Please copy every line of the data below, requests included, and scale each coordinate in the answers by 2.2, rounding to whole numbers with halves going up.
* * * * * * *
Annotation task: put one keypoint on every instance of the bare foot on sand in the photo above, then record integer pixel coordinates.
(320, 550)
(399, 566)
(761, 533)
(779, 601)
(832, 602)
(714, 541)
* * * * * * *
__Output of the exercise__:
Annotation task: put one keypoint on every instance of the bare foot on sand in the photo above, then record integer pixel coordinates.
(704, 1210)
(878, 1245)
(1674, 1173)
(1714, 1322)
(1830, 1324)
(1571, 1190)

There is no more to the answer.